__What to do__:
Everything from the line containing "Could you please spot the patch" through the last line of the records must be returned verbatim, and nothing outside that range.

__Provided records__:
+ + + +

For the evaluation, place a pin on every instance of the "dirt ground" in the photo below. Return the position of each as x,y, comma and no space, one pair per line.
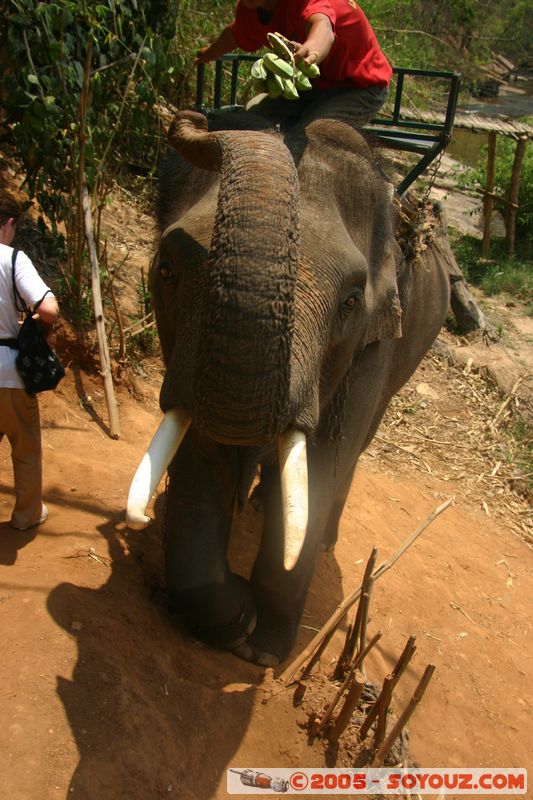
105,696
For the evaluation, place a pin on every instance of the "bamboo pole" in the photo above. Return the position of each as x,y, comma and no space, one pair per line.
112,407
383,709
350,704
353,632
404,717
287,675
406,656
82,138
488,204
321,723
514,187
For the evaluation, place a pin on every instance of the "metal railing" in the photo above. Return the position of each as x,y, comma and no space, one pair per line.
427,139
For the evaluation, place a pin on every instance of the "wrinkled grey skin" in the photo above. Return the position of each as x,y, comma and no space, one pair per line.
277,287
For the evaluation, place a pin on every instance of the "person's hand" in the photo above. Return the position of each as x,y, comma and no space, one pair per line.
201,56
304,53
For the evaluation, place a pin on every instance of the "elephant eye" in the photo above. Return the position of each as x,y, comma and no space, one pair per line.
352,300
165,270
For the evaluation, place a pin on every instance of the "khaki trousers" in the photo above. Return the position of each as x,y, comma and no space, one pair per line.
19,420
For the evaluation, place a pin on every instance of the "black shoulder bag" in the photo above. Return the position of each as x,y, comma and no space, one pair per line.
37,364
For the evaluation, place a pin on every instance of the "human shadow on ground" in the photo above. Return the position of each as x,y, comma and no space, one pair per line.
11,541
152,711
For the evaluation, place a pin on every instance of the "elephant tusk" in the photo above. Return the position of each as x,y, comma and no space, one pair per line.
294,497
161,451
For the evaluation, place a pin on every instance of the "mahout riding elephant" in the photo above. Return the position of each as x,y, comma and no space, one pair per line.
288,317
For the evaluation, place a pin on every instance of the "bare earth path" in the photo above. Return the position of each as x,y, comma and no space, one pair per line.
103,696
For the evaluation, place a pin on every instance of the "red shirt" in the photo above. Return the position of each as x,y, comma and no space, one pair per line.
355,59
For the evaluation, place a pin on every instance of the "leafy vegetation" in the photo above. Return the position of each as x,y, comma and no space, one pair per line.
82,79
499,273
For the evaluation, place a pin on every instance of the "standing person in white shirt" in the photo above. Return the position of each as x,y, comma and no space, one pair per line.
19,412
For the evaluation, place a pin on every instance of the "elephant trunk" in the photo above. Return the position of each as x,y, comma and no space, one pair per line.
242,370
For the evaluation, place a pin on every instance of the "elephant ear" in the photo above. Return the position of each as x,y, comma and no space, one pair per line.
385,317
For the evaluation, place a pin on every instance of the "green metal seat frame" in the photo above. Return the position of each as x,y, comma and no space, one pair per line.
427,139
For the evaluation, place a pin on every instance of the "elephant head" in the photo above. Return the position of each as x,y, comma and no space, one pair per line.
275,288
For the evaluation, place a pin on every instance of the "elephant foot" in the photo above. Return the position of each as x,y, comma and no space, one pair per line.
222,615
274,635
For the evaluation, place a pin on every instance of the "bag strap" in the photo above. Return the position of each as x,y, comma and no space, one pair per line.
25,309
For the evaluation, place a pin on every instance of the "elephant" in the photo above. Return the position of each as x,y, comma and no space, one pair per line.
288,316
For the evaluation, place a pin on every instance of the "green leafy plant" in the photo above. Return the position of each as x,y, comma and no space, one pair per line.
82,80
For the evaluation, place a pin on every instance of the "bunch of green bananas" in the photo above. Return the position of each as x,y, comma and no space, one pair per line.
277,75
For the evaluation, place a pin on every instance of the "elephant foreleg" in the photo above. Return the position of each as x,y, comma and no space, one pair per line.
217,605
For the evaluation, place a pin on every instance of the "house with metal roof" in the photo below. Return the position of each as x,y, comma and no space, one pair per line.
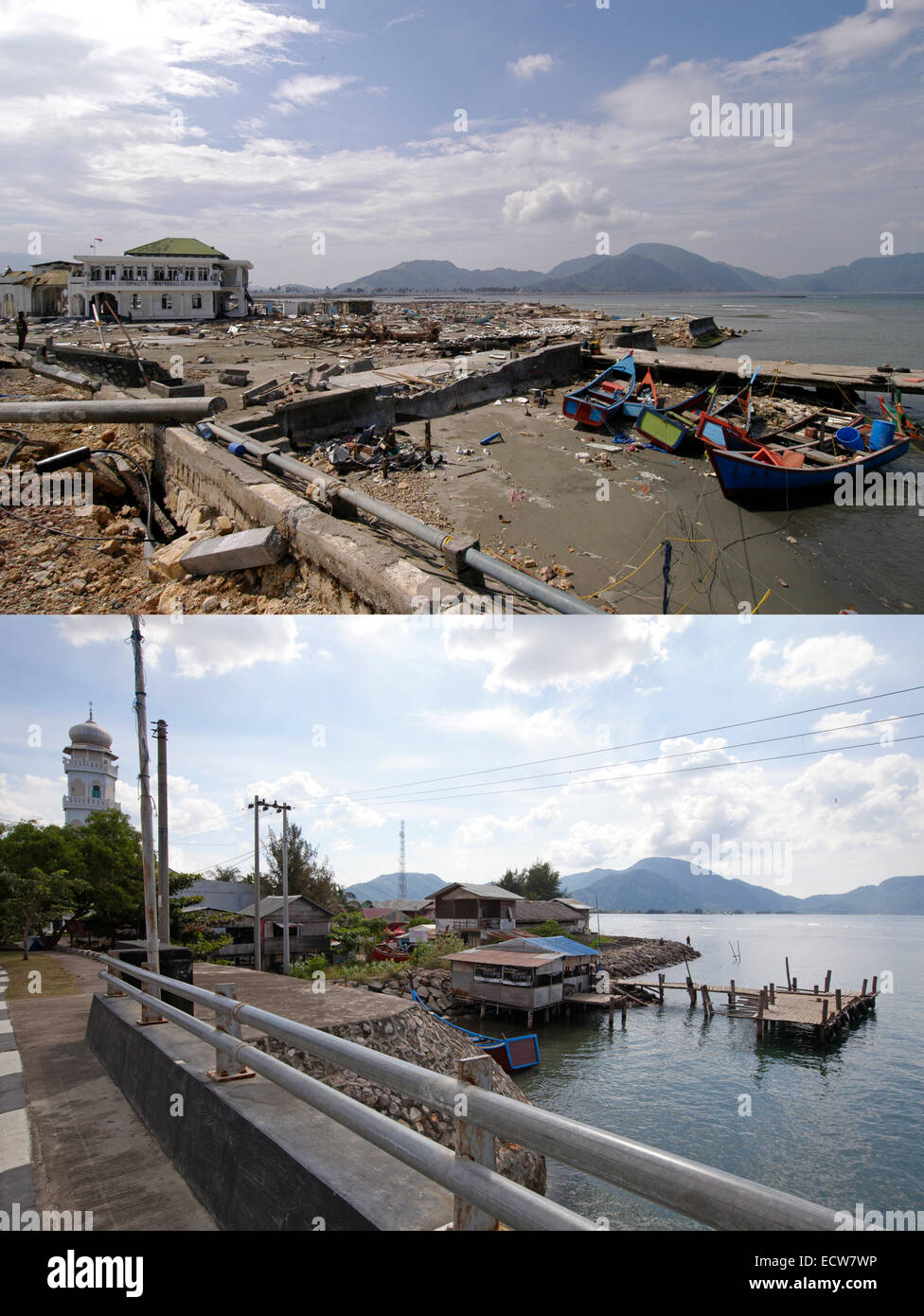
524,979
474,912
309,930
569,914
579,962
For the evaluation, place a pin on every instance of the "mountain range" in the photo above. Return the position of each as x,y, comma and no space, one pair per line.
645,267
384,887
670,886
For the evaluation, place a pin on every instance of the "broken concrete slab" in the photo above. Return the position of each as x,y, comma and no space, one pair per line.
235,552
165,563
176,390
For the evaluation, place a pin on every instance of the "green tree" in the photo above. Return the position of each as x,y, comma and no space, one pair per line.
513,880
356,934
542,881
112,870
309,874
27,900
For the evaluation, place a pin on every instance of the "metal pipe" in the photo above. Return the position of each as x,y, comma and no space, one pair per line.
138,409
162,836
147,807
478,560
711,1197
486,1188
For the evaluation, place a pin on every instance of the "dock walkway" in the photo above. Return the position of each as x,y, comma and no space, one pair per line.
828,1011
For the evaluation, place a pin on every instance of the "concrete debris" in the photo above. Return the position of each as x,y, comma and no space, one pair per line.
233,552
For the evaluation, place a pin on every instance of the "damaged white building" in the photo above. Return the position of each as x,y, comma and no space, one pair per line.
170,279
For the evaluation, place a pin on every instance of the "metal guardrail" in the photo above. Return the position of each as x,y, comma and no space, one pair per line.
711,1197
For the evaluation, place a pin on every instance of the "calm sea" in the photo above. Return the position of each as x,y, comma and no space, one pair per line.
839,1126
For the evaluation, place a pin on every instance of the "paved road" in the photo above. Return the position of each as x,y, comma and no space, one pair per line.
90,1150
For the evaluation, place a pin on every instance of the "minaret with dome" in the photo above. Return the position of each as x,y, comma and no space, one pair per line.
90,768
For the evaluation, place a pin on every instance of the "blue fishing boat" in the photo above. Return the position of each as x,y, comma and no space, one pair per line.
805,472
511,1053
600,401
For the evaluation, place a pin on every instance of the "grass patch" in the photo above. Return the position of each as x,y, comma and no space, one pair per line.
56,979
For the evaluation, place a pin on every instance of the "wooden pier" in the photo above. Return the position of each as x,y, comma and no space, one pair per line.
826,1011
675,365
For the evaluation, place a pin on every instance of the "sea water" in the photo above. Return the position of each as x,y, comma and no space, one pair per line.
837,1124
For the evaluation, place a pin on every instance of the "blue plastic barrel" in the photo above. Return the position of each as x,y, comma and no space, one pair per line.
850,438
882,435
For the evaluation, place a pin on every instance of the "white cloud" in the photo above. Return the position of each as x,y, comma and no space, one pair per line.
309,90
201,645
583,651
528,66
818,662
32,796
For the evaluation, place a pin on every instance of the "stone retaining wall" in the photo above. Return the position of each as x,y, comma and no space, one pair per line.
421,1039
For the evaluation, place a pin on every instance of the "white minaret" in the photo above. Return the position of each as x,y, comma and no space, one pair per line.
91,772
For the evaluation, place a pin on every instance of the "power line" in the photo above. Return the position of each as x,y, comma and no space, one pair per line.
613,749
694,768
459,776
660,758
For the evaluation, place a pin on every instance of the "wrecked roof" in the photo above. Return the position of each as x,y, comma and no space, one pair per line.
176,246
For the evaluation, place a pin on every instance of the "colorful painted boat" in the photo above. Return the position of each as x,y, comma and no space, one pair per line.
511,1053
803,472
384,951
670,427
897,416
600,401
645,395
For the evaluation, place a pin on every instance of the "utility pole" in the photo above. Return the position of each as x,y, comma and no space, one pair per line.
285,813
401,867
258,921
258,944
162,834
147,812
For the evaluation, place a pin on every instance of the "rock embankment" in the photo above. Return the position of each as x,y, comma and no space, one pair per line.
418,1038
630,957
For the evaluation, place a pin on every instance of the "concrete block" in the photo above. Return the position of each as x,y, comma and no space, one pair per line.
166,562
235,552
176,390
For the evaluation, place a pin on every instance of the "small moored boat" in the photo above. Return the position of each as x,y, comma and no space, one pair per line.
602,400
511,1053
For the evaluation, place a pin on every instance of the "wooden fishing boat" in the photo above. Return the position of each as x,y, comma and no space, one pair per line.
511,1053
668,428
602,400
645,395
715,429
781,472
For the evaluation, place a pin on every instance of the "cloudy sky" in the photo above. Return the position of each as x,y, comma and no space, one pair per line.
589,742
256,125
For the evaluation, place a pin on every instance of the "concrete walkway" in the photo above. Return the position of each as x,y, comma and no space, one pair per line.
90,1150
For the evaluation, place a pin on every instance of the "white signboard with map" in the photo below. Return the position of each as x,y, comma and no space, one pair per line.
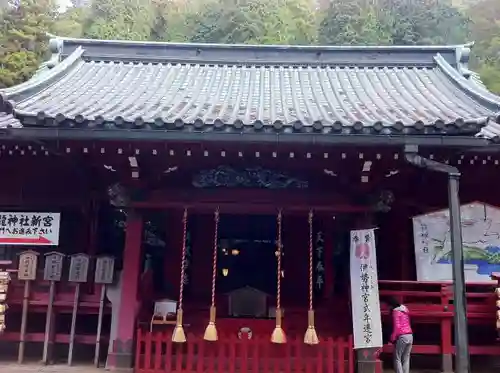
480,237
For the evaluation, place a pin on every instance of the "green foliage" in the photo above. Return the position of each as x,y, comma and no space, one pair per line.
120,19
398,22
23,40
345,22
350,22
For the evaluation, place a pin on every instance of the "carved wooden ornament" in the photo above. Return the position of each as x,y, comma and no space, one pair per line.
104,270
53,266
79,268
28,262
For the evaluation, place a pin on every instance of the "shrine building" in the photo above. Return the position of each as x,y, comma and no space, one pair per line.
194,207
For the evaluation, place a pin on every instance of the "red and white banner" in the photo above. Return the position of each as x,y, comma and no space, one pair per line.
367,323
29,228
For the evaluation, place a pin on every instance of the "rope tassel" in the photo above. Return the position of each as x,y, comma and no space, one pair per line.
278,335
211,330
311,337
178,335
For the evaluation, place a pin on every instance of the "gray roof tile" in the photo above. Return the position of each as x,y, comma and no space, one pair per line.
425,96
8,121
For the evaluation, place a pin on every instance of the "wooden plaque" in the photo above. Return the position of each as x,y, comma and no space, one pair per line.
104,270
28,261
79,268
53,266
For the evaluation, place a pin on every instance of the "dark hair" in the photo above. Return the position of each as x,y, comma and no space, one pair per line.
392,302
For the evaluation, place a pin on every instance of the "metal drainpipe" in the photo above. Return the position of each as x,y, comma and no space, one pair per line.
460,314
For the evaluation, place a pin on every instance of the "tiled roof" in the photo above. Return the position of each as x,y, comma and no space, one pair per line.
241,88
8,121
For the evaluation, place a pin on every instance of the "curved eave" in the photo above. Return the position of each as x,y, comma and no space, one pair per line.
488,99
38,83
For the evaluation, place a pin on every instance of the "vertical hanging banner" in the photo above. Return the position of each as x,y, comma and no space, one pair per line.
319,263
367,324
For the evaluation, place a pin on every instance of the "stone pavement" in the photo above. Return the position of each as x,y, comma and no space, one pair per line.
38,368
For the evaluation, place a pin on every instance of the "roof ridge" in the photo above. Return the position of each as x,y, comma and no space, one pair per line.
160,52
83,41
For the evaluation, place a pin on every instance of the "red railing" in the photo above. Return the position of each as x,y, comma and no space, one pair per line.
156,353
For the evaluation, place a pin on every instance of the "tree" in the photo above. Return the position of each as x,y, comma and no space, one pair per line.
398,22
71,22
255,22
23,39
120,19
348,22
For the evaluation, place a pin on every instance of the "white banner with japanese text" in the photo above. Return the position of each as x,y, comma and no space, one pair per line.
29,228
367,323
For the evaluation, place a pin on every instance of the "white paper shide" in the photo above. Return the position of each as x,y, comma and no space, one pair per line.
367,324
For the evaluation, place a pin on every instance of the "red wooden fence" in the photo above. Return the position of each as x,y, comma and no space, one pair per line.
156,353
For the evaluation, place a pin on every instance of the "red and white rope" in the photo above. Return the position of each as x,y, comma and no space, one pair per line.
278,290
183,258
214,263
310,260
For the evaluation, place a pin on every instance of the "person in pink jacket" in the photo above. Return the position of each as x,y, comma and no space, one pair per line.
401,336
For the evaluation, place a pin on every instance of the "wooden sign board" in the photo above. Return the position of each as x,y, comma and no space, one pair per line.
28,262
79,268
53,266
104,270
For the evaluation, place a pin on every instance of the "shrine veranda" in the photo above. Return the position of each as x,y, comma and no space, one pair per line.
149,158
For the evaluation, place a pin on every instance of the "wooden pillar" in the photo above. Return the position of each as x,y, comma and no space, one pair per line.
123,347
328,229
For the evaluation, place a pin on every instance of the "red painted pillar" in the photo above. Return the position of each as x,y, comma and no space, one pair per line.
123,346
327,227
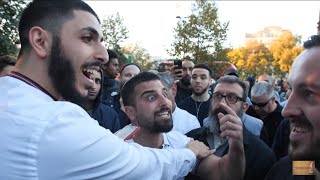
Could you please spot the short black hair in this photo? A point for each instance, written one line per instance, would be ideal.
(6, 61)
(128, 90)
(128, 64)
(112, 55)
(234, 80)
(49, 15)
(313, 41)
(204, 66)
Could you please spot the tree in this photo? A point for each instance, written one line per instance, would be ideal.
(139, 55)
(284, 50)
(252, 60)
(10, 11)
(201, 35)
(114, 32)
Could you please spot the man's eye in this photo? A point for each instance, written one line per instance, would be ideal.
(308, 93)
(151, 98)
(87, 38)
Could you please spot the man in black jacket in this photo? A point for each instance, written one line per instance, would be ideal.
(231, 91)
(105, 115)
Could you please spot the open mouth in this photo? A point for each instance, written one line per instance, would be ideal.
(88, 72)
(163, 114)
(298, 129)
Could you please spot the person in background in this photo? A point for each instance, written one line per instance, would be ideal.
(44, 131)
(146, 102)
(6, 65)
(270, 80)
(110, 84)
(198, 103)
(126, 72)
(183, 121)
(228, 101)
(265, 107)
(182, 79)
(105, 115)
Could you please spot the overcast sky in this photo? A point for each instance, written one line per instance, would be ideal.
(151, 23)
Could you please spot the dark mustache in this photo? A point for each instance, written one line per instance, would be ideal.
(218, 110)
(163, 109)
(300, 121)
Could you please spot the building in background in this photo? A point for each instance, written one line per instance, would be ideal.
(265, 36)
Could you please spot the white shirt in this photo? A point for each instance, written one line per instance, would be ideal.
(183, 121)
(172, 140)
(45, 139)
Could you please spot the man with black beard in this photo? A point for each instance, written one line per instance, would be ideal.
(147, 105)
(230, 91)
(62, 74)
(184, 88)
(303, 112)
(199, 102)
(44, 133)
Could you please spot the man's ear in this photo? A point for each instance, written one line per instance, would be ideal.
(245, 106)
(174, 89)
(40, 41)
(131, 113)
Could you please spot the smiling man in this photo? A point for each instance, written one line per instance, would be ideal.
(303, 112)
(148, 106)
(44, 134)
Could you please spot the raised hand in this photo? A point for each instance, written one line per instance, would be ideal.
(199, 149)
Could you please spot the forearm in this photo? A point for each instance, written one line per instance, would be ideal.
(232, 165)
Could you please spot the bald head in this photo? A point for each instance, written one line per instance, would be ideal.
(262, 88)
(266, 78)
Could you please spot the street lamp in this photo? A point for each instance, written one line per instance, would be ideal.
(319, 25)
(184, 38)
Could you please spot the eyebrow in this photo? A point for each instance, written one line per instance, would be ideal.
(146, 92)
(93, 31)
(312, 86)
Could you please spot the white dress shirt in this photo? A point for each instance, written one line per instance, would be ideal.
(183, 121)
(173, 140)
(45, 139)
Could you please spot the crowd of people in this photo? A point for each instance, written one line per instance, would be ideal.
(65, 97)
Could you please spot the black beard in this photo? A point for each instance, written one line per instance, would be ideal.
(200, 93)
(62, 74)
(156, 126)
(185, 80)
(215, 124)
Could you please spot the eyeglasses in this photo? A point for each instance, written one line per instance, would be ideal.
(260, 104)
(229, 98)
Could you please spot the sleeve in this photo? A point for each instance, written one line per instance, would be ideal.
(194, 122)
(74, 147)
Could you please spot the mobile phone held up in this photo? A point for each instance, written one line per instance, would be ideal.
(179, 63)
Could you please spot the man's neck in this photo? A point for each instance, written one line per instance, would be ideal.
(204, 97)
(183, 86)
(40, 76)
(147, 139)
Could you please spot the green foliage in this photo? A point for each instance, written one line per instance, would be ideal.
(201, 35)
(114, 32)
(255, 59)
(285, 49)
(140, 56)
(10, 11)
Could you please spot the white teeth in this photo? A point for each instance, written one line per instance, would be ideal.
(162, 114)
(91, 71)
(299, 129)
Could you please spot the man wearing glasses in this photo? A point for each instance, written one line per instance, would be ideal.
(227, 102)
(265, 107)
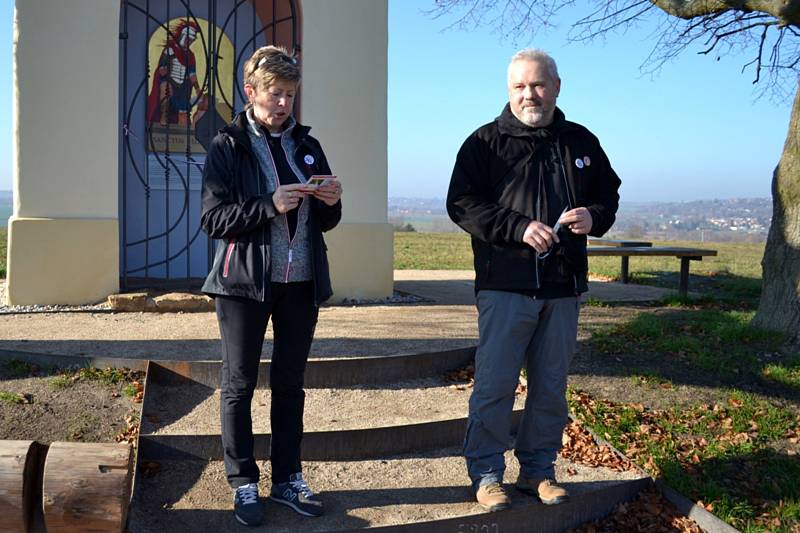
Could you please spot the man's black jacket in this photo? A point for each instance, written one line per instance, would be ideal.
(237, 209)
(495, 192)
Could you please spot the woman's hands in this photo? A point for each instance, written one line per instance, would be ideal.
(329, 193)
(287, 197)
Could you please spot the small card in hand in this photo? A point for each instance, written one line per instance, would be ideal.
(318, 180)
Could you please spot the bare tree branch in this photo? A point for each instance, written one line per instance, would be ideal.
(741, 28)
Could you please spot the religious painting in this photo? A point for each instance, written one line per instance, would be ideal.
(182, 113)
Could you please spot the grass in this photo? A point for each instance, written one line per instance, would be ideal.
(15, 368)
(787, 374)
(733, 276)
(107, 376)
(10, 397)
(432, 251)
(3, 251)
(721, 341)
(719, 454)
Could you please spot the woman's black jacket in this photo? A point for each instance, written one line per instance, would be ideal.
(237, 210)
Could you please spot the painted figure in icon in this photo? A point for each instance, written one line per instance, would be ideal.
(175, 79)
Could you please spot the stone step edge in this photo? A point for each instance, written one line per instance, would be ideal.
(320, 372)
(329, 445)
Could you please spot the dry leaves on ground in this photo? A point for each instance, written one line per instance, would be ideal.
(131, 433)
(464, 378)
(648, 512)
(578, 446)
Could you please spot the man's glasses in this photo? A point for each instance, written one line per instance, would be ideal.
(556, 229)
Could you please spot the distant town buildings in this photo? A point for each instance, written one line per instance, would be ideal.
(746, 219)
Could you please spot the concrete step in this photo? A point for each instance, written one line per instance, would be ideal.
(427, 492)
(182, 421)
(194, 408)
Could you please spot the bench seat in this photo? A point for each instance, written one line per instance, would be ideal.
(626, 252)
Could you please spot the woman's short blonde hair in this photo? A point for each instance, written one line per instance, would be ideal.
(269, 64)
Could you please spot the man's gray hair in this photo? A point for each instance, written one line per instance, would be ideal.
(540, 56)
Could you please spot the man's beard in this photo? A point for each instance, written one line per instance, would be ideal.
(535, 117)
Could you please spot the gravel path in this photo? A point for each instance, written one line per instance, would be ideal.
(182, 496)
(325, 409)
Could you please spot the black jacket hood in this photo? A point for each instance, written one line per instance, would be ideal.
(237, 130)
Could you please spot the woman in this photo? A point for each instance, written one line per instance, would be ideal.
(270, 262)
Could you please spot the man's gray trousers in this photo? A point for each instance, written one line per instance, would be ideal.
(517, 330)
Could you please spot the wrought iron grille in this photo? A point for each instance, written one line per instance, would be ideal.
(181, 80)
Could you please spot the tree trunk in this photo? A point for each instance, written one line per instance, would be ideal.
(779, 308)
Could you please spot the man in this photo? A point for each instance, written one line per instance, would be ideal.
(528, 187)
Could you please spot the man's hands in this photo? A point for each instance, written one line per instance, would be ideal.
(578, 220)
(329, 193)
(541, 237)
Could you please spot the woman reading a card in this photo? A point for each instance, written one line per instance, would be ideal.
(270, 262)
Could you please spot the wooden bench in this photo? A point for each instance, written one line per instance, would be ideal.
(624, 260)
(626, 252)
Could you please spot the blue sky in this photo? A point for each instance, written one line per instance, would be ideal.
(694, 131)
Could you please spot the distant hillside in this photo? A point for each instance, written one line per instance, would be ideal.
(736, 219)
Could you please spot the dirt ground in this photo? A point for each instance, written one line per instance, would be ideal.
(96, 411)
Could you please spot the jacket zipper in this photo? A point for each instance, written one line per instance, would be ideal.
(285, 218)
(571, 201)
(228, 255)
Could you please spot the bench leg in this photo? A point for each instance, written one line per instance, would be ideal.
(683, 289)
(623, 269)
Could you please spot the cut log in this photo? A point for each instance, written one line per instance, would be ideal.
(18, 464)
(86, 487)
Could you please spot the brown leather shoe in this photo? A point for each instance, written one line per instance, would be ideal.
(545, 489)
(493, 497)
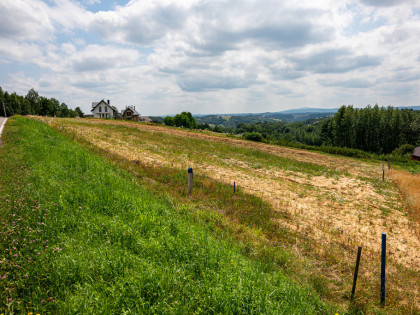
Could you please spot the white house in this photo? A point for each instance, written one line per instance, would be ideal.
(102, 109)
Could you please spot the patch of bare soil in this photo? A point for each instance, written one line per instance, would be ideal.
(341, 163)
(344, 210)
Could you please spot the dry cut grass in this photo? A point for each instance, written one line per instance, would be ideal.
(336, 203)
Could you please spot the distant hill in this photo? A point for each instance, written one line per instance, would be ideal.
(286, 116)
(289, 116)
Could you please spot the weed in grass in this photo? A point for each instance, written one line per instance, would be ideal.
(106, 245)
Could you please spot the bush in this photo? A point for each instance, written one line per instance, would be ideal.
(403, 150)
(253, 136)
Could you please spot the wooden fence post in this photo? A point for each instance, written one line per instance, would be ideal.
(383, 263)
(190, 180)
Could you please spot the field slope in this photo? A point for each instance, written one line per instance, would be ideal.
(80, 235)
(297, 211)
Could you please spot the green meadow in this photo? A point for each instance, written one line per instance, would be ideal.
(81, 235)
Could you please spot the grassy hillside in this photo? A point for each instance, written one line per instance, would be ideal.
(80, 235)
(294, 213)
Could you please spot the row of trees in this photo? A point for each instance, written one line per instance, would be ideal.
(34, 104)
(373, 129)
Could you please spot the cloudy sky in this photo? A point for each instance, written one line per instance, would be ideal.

+ + + +

__Exercise solution__:
Could you please spot the patch of bare soil in this photo? A point for each instance, written one line per instance, would be ideal.
(341, 163)
(344, 210)
Could you please spot the dry cut grass in this photo? A point for each instance, written one line per instance, would be ideal.
(336, 203)
Could you please spot the distant hill in this photo? A point for each instance, written one line per instance, would be ideal.
(286, 116)
(289, 116)
Could you please spot the weed in grass in this photo? A point for each instance, written one line per instance, would be ideal.
(106, 245)
Could you please spot the bush in this photo? A point for each instance, written one line per instance, would be ideal.
(403, 150)
(253, 136)
Could you please spot the wooden fence post in this photo? A point for each instance, written one line per instance, would be ideal.
(383, 263)
(190, 180)
Could you please spot the field slope in this photo? A point for each instance, written one line per instance, would be ideal.
(80, 235)
(297, 211)
Could you please spot the green meadow in this photo? A point for each instance, written one line per instance, would be ideal.
(81, 235)
Could you please spot the grassy hillside in this photo? A point for each instance, written one line per instance, would be ideal.
(80, 235)
(294, 213)
Could you please spot the row of trees in this photo? A point for each instance, written one line per instance, would be ideal.
(34, 104)
(373, 129)
Could you please spot the cloudy sky in this photo? A point for each instance, written one line per instance, would be ideal.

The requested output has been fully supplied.